Goal of the exercise
Rewrite all the records below, swapping "Place a point" for "Put a dot" everywhere and keeping everything else the same. Leave the pictures out of your answer.

(Records of labeled points)

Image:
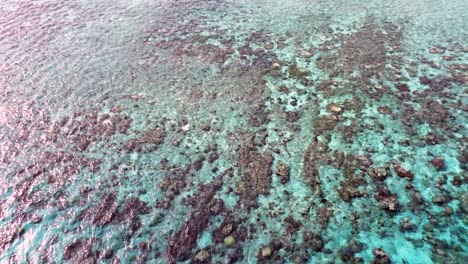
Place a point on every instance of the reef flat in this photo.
(233, 131)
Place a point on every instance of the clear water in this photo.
(258, 131)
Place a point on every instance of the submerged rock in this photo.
(229, 241)
(380, 257)
(202, 256)
(403, 173)
(438, 163)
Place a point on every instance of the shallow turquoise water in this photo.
(233, 131)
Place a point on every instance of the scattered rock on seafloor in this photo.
(405, 224)
(266, 252)
(283, 171)
(202, 256)
(403, 173)
(438, 163)
(229, 241)
(380, 257)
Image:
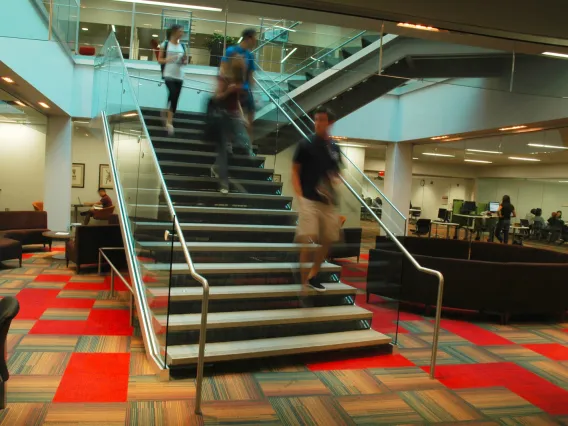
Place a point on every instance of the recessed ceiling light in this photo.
(483, 151)
(538, 145)
(435, 154)
(478, 161)
(504, 129)
(176, 5)
(417, 26)
(558, 55)
(523, 159)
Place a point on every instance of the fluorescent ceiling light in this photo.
(504, 129)
(478, 161)
(538, 145)
(177, 5)
(435, 154)
(288, 55)
(523, 159)
(417, 26)
(555, 54)
(483, 151)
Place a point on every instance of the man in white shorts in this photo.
(314, 172)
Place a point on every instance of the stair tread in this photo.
(222, 268)
(243, 349)
(229, 246)
(247, 291)
(264, 317)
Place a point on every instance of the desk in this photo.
(62, 236)
(447, 225)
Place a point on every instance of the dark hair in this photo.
(326, 111)
(248, 33)
(172, 30)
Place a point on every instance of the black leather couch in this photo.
(349, 247)
(84, 248)
(495, 278)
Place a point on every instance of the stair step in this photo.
(187, 322)
(184, 294)
(236, 268)
(228, 247)
(279, 346)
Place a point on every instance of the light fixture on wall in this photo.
(483, 151)
(523, 159)
(435, 154)
(477, 161)
(176, 5)
(504, 129)
(538, 145)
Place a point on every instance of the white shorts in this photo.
(317, 222)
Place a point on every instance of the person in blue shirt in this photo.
(244, 48)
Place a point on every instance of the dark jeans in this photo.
(503, 226)
(174, 91)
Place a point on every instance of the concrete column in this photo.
(57, 180)
(398, 183)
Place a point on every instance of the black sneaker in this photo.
(316, 285)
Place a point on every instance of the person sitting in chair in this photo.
(102, 204)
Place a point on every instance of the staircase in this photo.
(243, 244)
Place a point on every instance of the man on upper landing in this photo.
(244, 48)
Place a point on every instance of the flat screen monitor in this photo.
(493, 206)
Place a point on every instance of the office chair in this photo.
(9, 308)
(422, 227)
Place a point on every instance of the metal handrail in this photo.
(200, 279)
(437, 274)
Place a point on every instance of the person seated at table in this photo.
(104, 202)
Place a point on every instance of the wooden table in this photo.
(58, 236)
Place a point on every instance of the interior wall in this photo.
(22, 155)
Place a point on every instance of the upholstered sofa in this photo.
(492, 278)
(26, 227)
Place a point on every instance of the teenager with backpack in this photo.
(172, 58)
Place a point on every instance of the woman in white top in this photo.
(172, 58)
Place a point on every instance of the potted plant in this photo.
(214, 44)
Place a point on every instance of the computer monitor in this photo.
(493, 206)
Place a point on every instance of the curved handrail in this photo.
(406, 253)
(199, 278)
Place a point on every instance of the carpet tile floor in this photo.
(74, 359)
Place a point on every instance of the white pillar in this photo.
(57, 192)
(398, 182)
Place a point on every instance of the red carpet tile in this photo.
(109, 322)
(45, 278)
(95, 378)
(554, 351)
(538, 391)
(55, 327)
(473, 333)
(379, 361)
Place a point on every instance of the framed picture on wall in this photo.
(105, 177)
(78, 175)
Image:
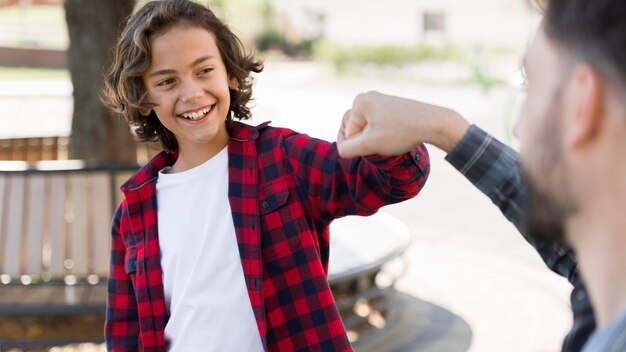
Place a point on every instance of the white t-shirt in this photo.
(205, 290)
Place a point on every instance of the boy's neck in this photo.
(192, 155)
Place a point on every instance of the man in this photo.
(572, 131)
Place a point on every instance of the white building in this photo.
(497, 23)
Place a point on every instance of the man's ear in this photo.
(586, 97)
(232, 83)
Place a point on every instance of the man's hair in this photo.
(593, 31)
(124, 91)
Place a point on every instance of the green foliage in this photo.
(272, 39)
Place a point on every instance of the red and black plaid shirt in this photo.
(284, 190)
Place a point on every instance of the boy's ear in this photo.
(232, 83)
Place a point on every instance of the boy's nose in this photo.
(191, 92)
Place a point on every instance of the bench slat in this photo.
(35, 188)
(14, 294)
(100, 200)
(51, 295)
(78, 227)
(56, 224)
(15, 219)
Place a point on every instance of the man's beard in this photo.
(543, 214)
(545, 209)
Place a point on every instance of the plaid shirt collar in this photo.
(239, 132)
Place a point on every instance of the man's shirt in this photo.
(494, 169)
(610, 339)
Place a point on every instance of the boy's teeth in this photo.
(197, 115)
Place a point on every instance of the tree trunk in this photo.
(98, 135)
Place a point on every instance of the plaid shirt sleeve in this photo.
(338, 187)
(494, 169)
(121, 323)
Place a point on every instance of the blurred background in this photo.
(470, 281)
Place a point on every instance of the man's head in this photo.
(573, 122)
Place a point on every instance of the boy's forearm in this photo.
(445, 130)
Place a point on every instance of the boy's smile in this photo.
(188, 83)
(197, 115)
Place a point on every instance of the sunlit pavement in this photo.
(466, 260)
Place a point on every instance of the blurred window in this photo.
(434, 22)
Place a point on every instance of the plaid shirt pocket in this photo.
(130, 262)
(280, 230)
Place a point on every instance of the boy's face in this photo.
(188, 82)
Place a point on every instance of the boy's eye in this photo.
(165, 82)
(205, 70)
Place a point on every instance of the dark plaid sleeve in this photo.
(121, 321)
(338, 187)
(494, 169)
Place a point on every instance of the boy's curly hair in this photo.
(124, 91)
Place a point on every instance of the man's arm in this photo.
(382, 124)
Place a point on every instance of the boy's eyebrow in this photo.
(168, 71)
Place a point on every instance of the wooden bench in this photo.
(55, 220)
(34, 149)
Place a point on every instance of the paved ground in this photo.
(472, 283)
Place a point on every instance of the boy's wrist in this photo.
(449, 130)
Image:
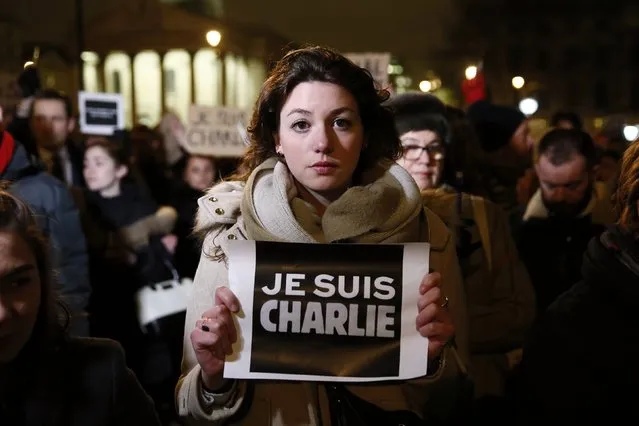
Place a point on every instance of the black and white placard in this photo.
(327, 312)
(101, 113)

Output below
Image:
Put a dot on every instance of the reef flat in this photo.
(233, 131)
Put a dot on every instance of the clear water in this photo.
(258, 131)
Put a dot on every instance of the submerged rock in this photo.
(229, 241)
(380, 257)
(202, 256)
(403, 173)
(438, 163)
Put a dot on every instance of the shallow turquoise water in this photo.
(233, 131)
Put a dot on every instance of the scattered rock on seafloor in this photo.
(405, 224)
(266, 252)
(283, 171)
(202, 256)
(403, 173)
(438, 163)
(229, 241)
(380, 257)
Image:
Put a dot on every instance of the recessed ceiling light in this photo.
(483, 151)
(538, 145)
(435, 154)
(478, 161)
(504, 129)
(176, 5)
(417, 26)
(558, 55)
(523, 159)
Put a dot on every instance of the fluorescent ceiling light in this photo.
(504, 129)
(478, 161)
(538, 145)
(177, 5)
(435, 154)
(288, 55)
(523, 159)
(417, 26)
(555, 54)
(483, 151)
Put a dot on every instance of the man in white shorts in this photo.
(314, 172)
Put a dot on every instance of the stair tread in this photo.
(222, 268)
(243, 349)
(229, 246)
(247, 291)
(264, 317)
Put a dot on every instance of the desk in this photo.
(62, 236)
(447, 225)
Put a dot on every instance of the dark hair in this photo.
(326, 111)
(248, 33)
(172, 30)
Put a dot on every instance of the black leather couch in this photo.
(349, 247)
(84, 248)
(495, 278)
Put a dot on every instance of the stair step in this photo.
(187, 322)
(184, 294)
(236, 268)
(228, 247)
(279, 346)
Put a dot on every instance of the light fixture on wall in this photo.
(483, 151)
(523, 159)
(435, 154)
(477, 161)
(176, 5)
(504, 129)
(538, 145)
Put a dot on every instance of the white shorts in this photo.
(317, 222)
Put a dot on every instance of the person in blue shirt in this photo.
(244, 48)
Put a dot on every instance of the dark jeans in this photo.
(503, 226)
(174, 91)
Put a dot on every instance of the concrete column in this photo.
(57, 180)
(398, 183)
Put a dot on every instance of the black sneaker in this photo.
(316, 285)
Put a dot on every instance of the person sitting in chair in this photo.
(102, 204)
Put a dot on every instance of the staircase in this photo.
(243, 244)
Put a dot on every instance of the man on upper landing in this photo.
(244, 48)
Put a dot on every instance of the flat screen monitor in this photo.
(493, 206)
Put a dot on every instance of the office chair in this photo.
(9, 308)
(422, 227)
Put a dot on every instance of the metal handrail in this photo.
(200, 279)
(437, 274)
Put a dot on every instance of the person seated at table in this photo.
(104, 202)
Put a dot on every instance of the wooden table in this photo.
(58, 236)
Put a dot on every instance of the interior wall in this photo.
(22, 155)
Put a dot on every instance of the upholstered sofa in this photo.
(492, 278)
(26, 227)
Put a dot on every instance of the teenager with backpack in this photo.
(172, 58)
Put a dot on every instance of the woman in white top in this photo.
(172, 58)
Put a dot on every instance of the potted plant in this photo.
(214, 44)
Put a dot on every instance of the computer monitor in this photo.
(493, 206)
Put a dot on every instance of the curved handrail in this photo.
(406, 253)
(199, 278)
Put a dot on every instance of the carpet tile floor in this photo.
(74, 359)
Put a dot on every instance of the white pillar in this photo.
(57, 192)
(398, 182)
Put a dot on every instance of the red carpet tile in this photo.
(109, 322)
(45, 278)
(95, 378)
(554, 351)
(538, 391)
(55, 327)
(473, 333)
(379, 361)
Put a dot on every instance of the framed picture on wall in this photo.
(105, 177)
(78, 175)
Image:
Put a dot on every instance of the white t-shirt in this photo.
(205, 290)
Put a dot on every instance of the boy's neck in this photo.
(192, 155)
Put a dot on every instance of the man in this photo.
(572, 131)
Put a dot on every instance of the white building in this photo.
(497, 23)
Put a dot on every instance of the man's ear in this photo.
(586, 97)
(232, 83)
Put a dot on every instance of the man's hair in this photo.
(593, 31)
(124, 91)
Put a dot on every instance of the green foliage in this photo.
(272, 39)
Put a dot on every instance of the red and black plaid shirt in this photo.
(284, 190)
Put a dot on every instance of the boy's ear in this photo.
(232, 83)
Put a dot on every instance of the boy's nose in this photo.
(191, 92)
Put a dot on every instance of the bench slat in this photo.
(35, 188)
(14, 294)
(100, 200)
(51, 295)
(78, 227)
(56, 224)
(15, 219)
Put a dot on every instance of the man's beard in this photo.
(543, 214)
(545, 209)
Put a dot on every instance of the plaid shirt collar in this photo.
(239, 132)
Put a dot on every instance of the man's shirt in this photo.
(494, 169)
(610, 339)
Put a dot on every instance of the boy's teeth in this photo.
(197, 115)
Put a dot on every instance of the tree trunk in this photo.
(98, 135)
Put a dot on every instance of the plaid shirt sleeve in this photo.
(338, 187)
(494, 169)
(121, 323)
Put a dot on every instance of the blurred background in this photo.
(470, 281)
Put a dot on every instance of the man's head in this photo.
(573, 122)
Put a dot on every instance of the boy's forearm in this photo.
(445, 130)
Put a dot on every instance of the boy's smile in this photo.
(188, 83)
(197, 115)
Put a dot on every instance of the sunlit pavement in this photo.
(466, 260)
Put a dot on every instance of the blurred window in this photo.
(434, 22)
Put a dot on every instance of the plaid shirt pocket in this photo.
(130, 262)
(280, 230)
Put a dot on every instance of the boy's face in this photo.
(188, 82)
Put a dot on every instance of the boy's eye in this photo.
(165, 82)
(205, 70)
Put a dot on every instance of the dark plaid sleeve in this photo.
(121, 321)
(338, 187)
(494, 169)
Put a dot on every instance of the boy's curly hair in this photo.
(124, 91)
Put a dot on every instance of the man's arm in this photo.
(382, 124)
Put a dot on every instance of the boy's eyebrow in this photo.
(168, 71)
Put a dot on every instance of the wooden bench in this photo.
(55, 220)
(34, 149)
Put a dot on every instance of the paved ground in this photo.
(472, 283)
Put a dot on every instance of the boy's wrist in this photo.
(449, 130)
Image:
Put a dot on every instance of the black and white placard in this photo.
(327, 312)
(101, 113)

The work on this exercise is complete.